Stored data entries
▼▼▼

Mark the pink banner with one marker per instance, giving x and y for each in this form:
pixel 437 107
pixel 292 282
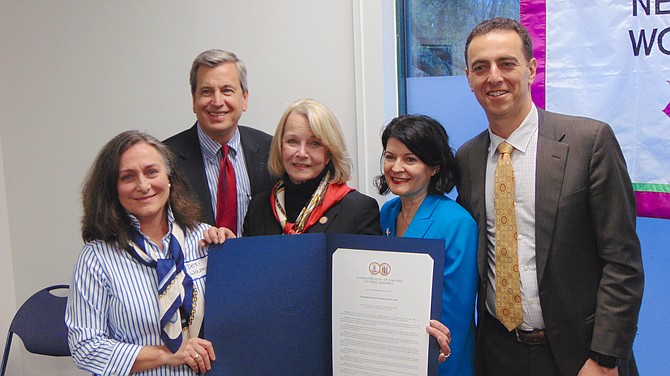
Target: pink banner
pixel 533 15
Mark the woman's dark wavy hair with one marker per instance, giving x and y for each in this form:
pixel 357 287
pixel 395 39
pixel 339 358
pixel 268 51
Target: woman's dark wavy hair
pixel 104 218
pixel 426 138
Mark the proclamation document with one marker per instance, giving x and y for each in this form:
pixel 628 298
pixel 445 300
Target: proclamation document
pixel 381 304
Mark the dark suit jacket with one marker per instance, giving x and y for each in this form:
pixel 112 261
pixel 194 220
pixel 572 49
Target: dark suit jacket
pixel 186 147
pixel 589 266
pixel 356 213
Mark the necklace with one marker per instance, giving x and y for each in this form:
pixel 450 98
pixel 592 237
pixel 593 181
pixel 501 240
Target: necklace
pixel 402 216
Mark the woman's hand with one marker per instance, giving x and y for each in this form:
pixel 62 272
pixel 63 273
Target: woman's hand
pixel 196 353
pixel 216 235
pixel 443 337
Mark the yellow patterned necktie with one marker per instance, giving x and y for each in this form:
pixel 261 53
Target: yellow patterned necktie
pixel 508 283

▲▲▲
▼▼▼

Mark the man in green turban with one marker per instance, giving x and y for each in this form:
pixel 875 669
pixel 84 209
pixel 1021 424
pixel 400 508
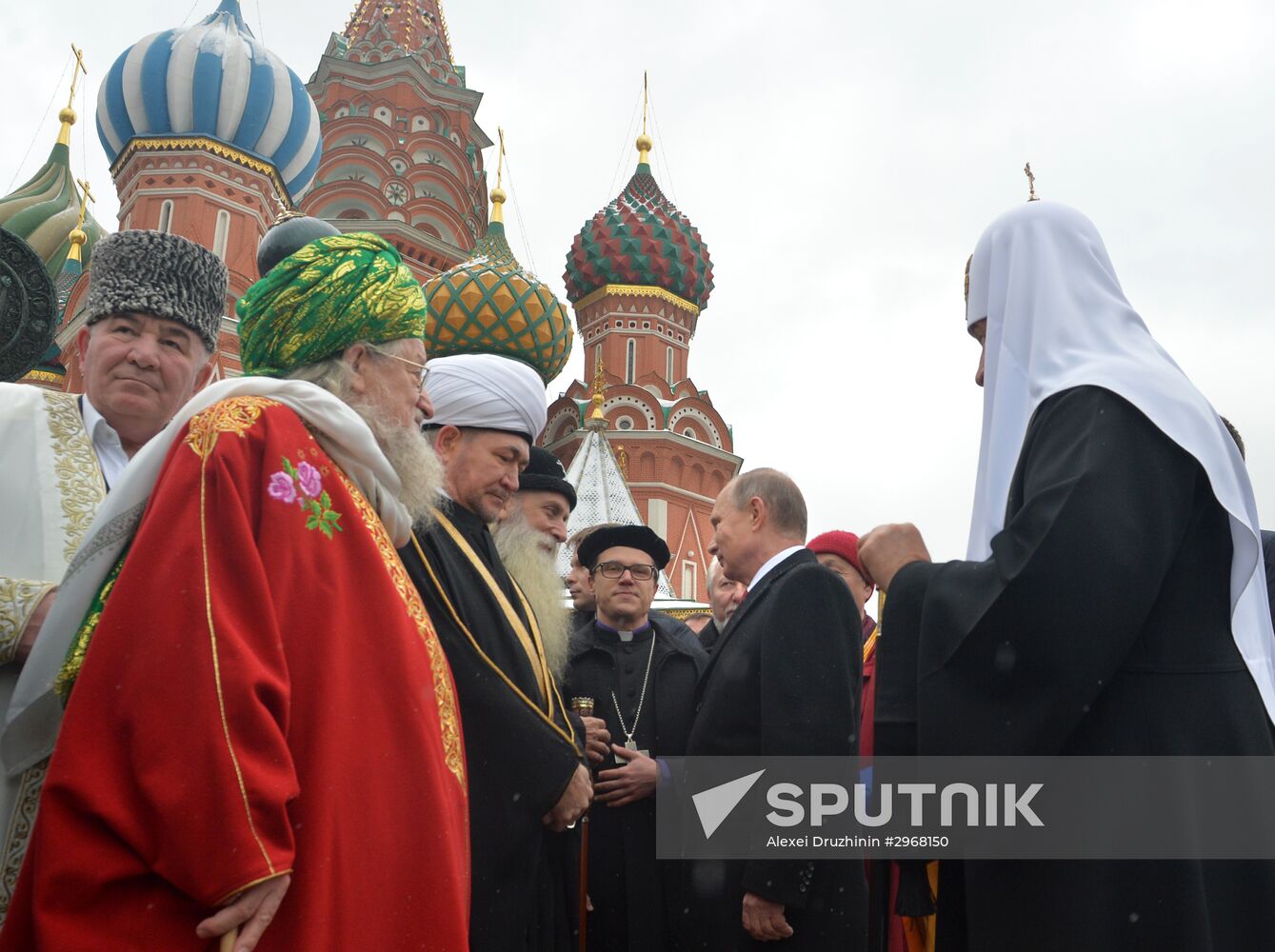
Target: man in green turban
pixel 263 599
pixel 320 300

▲▲▲

> [Exercise instructions]
Show all lines from the data above in which the word "Mark" appears.

> [Task answer]
Mark the pink banner with one marker per instance, giving x and y for each in this form:
Mark the woman's dark wavy hair with one marker per instance, giving x and y for each in this form:
Mark the proclamation document with one marker per instance, giving x and y for each in this form:
Mark the dark suit jacket with one marker per instance, giving x and y for each in this form:
Mark the necklace with one marker per instance, giving x and y for each in this form:
Mark the woman's hand with one marker per instance, giving x and y for each in this form:
Mark the yellow patterned necktie with one marker per instance, giving x and y for each in this form:
Mark the man in green turban with one marker per instance, giving x and y for each in this form:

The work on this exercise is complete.